----- FRAGMENTO DADO -----

Así pues, el liberalismo doceañista no sólo tenía una idea nacional para España, sino también un programa de división territorial basado en la provincia. La mayoría liberal de las Cortes justificó históricamente la nueva Constitución en las leyes fundamentales de los antiguos reinos peninsulares, integrando y mencionando reiteradamente en diversas sesiones, desde el citado Discurso Preliminar de Argüelles, los fueros navarros, aragoneses y castellanos.

El federalismo del Partido Republicano Federal (PRF) no fue unívoco ni tampoco realmente dominante, sino uno de sus componentes ideológicos. Podemos decir que, al final, el Partido Republicano Federal fue más republicano que federal


Ciertamente, una cosa fue la idea y otra la realidad aplicada. A lo largo del siglo XIX el liberalismo, con muchas dificultades tanto exógenas como endógenas, desarrolló un  centralismo administrativo (que tuvo que convivir con un fuerte caciquismo local) y un relativo programa de nacionalización española. La debilidad de este programa nacional, reconocida por Borja de Riquer pero discutida por otros autores (De Blas, Fusi) permitió el surgimiento, a finales de siglo, de unos nacionalismos periféricos que no estuvieron presentes en las Cortes de Cádiz. Asimismo, generó lo que Antonio Elorza y Álvarez Junco dan en llamar sensación de alteridad del Estado por parte de las capas populares y del incipiente proletariado. Éste identificó el centralismo con un poder que, más allá del establecimiento del servicio militar y de la simbología pública como elementos de socialización identitaria, no desarrollaba políticas públicas que integraran positivamente a la población en esa identidad estatal. Lo cual no significa que no tuvieran conciencia nacional, que se mantuvo de forma mayoritaria entre la población gracias a otros elementos identitarios de tipo cultural (lengua y literatura españolas, teatro barroco, zarzuela) e histórico (la conciencia de compartir durante siglos un espacio en común). Por lo tanto, la alteridad de clase no era con la Nación, de la que todos se sentían parte, sino más bien con el Estado, del que se sentían muy alejados. Y no por cuestiones territoriales, sino políticas y sociales.

----- DATOS -----

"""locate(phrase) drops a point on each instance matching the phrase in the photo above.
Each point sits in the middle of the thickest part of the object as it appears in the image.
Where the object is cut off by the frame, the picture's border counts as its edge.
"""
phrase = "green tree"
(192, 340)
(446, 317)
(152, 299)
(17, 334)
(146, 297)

-----

- _TAREAS PENDIENTES_:
a – Responde estas preguntas según el fragmento dado sobre el liberalismo y el centralismo en España:
(i) ¿En qué unidad se basaba el programa de división territorial del liberalismo doceañista?
(ii) Según el fragmento, ¿qué fue el Partido Republicano Federal al final, más republicano o más federal?
(iii) ¿Con qué tuvo que convivir el centralismo administrativo desarrollado por el liberalismo?
b – Prolonga el fragmento dado sobre el liberalismo y el centralismo en España a partir de su última oración.

- _RESULTADOS DEL EJERCICIO_:
a –
(i) En la provincia.
(ii) Fue más republicano que federal.
(iii) Con un fuerte caciquismo local.

b –
El republicanismo federal y el liberalismo democrático surgen por esta alteridad, como reacción al limitado liberalismo doctrinario y en demanda de mayores cauces de participación. Los republicanos federales no eran aún federalistas, no pensaban en un programa de división territorial del Estado, sino que federal era su acción y su forma de toma de decisiones desde la base, en núcleos normalmente reducidos de ámbito local, casi siempre inconexos, desde los cuales buscaban el acuerdo con otros grupos para unas revueltas difusas, sin una organización general definida ni un programa revolucionario integral. Es cierto que Flórez Estrada, en sus Bases Constitucionales de 1810 propuso unos congresos provinciales con poder legislativo; es cierto que Ramón Xauradó mantuvo posiciones particularistas y protonacionalistas; como también que más tarde Fernando Garrido, en otro proyecto constitucional, propuso la autonomía regional. Pero fueron pronunciamientos puntuales que no ocultaban que el objetivo prioritario de aquellos republicanos federales no era aún el Estado Federal, sino el cambio político y social.
Fue Pi y Margall, ya bien avanzado el siglo, el que traslada el modelo de esa acción política federal a un paradigma federalista para el Estado. El Partido Republicano Federal (PRF) que contribuye a fundar lo es porque se forma reproduciendo esa base de grupos territoriales, con acuerdos entre ellos para la formación de una organización política estable. Pensando que esa manera de organizar un partido es la más democrática, Pi pensará que también será la manera más democrática de organizar un Estado. Fue Pi, por lo tanto, el que vinculó la cuestión política y social con la cuestión territorial, relacionando el abuso de poder con el centralismo. Y esto no le llevó a un particularismo nacionalista, sino a la transformación de la organización territorial del Estado.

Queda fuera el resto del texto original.